• [What this task involves]
Write out exactly the lines from the one containing "Task: mark one point on every instance of the blue jeans" through the last line of the records below, including both.

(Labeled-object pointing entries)

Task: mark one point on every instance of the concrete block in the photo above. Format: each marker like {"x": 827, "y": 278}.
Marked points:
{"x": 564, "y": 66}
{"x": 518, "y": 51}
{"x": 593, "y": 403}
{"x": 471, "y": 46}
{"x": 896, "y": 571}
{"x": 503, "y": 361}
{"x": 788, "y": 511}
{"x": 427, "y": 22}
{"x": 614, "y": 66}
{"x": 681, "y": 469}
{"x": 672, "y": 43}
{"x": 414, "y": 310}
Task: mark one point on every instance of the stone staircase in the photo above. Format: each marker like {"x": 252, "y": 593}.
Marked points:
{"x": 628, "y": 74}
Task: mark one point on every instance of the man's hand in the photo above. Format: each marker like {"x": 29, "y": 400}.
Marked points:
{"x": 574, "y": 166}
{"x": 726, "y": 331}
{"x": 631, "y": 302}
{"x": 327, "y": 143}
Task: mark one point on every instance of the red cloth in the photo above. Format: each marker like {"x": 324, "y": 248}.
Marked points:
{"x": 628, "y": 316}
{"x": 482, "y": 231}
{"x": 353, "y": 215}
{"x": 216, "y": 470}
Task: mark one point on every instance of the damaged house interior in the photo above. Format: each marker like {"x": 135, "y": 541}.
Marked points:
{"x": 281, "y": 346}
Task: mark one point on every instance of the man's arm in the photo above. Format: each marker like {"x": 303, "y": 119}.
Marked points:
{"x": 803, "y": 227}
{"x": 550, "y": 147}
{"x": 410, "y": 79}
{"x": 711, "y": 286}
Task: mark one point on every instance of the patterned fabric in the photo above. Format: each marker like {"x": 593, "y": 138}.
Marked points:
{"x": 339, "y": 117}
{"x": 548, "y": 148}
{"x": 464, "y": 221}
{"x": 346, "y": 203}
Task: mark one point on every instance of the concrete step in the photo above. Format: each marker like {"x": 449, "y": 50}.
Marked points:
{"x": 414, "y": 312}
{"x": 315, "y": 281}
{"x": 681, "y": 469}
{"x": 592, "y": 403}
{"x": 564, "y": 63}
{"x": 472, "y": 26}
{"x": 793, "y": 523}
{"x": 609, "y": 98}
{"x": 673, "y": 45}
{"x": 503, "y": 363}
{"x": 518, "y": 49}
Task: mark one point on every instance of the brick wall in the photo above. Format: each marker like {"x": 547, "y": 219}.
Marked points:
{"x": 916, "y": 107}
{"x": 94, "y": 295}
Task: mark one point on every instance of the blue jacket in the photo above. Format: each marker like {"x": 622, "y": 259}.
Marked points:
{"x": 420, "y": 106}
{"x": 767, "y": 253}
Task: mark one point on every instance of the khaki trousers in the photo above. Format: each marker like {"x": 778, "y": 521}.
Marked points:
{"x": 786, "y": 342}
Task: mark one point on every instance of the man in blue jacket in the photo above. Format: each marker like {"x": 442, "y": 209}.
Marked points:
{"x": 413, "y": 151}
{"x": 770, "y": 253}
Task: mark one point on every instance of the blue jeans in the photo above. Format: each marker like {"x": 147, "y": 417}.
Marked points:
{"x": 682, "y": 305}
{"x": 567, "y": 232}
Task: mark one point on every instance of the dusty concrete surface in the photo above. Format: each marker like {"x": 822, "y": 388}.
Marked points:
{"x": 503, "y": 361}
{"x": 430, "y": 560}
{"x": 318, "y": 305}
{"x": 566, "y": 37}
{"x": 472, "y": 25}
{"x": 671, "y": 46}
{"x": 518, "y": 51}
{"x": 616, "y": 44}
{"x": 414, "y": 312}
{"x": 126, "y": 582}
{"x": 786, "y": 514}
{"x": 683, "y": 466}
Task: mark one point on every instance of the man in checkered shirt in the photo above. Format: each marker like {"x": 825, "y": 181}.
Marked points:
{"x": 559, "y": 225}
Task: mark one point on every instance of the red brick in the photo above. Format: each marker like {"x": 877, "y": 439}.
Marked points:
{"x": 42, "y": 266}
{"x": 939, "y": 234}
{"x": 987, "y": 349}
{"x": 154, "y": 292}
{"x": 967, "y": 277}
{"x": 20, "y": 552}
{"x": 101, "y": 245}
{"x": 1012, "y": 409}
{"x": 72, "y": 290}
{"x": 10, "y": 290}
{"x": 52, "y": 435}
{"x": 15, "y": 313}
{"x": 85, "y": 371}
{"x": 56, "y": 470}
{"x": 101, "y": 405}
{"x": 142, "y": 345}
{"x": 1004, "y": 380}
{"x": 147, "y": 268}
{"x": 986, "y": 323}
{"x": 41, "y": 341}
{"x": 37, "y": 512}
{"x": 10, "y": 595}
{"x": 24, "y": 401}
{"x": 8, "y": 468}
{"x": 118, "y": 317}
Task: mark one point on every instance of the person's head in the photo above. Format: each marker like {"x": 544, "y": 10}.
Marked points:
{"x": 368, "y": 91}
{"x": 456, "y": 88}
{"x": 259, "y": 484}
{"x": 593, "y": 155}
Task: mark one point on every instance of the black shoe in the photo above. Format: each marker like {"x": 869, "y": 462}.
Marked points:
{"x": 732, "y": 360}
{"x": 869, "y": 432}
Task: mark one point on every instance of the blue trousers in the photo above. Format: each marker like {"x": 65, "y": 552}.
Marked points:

• [Result of this exercise]
Task: mark one point on every instance of the blue jeans in the photo above. Format: each marker like {"x": 147, "y": 417}.
Marked points:
{"x": 682, "y": 305}
{"x": 567, "y": 232}
Task: mark one point on every instance of the dusty concrete surface in the photo above. Format: each marker like {"x": 822, "y": 388}.
Marked points:
{"x": 503, "y": 361}
{"x": 430, "y": 560}
{"x": 318, "y": 305}
{"x": 566, "y": 37}
{"x": 472, "y": 25}
{"x": 671, "y": 46}
{"x": 518, "y": 51}
{"x": 616, "y": 44}
{"x": 414, "y": 312}
{"x": 126, "y": 582}
{"x": 786, "y": 514}
{"x": 683, "y": 466}
Task: mark one point on every instance of the man in checkered shirt in the photo above. Format: each marker like {"x": 825, "y": 181}.
Marked points:
{"x": 559, "y": 225}
Task: mark one point on every instance of the red brick in the photo above. Format: each marker like {"x": 877, "y": 439}.
Marked points:
{"x": 42, "y": 266}
{"x": 939, "y": 234}
{"x": 987, "y": 349}
{"x": 154, "y": 292}
{"x": 967, "y": 277}
{"x": 20, "y": 552}
{"x": 101, "y": 245}
{"x": 1012, "y": 409}
{"x": 72, "y": 290}
{"x": 10, "y": 290}
{"x": 52, "y": 435}
{"x": 15, "y": 313}
{"x": 85, "y": 371}
{"x": 56, "y": 470}
{"x": 101, "y": 405}
{"x": 142, "y": 345}
{"x": 1004, "y": 380}
{"x": 147, "y": 268}
{"x": 986, "y": 323}
{"x": 41, "y": 341}
{"x": 37, "y": 512}
{"x": 10, "y": 595}
{"x": 24, "y": 401}
{"x": 8, "y": 468}
{"x": 118, "y": 317}
Task: mark one point on every instance of the person's head in the photo above. Format: each marker like {"x": 544, "y": 10}.
Marked points:
{"x": 368, "y": 91}
{"x": 456, "y": 88}
{"x": 259, "y": 484}
{"x": 593, "y": 155}
Task: mark one point on every instance of the black shoe in the photo above. Format: each marker like {"x": 869, "y": 462}.
Marked points:
{"x": 732, "y": 360}
{"x": 869, "y": 432}
Task: mark one point on every instance of the blue trousers in the photo above. Format: each marker like {"x": 65, "y": 552}.
Marked points:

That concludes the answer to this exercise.